→ YOUR INSTRUCTIONS
From the records, return each line that has the word "cloud" in it.
═══ RECORDS FOR THE EXERCISE
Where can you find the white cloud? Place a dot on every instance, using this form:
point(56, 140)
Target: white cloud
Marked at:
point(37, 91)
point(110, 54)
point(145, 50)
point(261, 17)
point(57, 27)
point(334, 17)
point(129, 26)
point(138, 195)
══════
→ SOLUTION
Where can you find the white cloud? Place a dot on every instance, using this form:
Target: white cloud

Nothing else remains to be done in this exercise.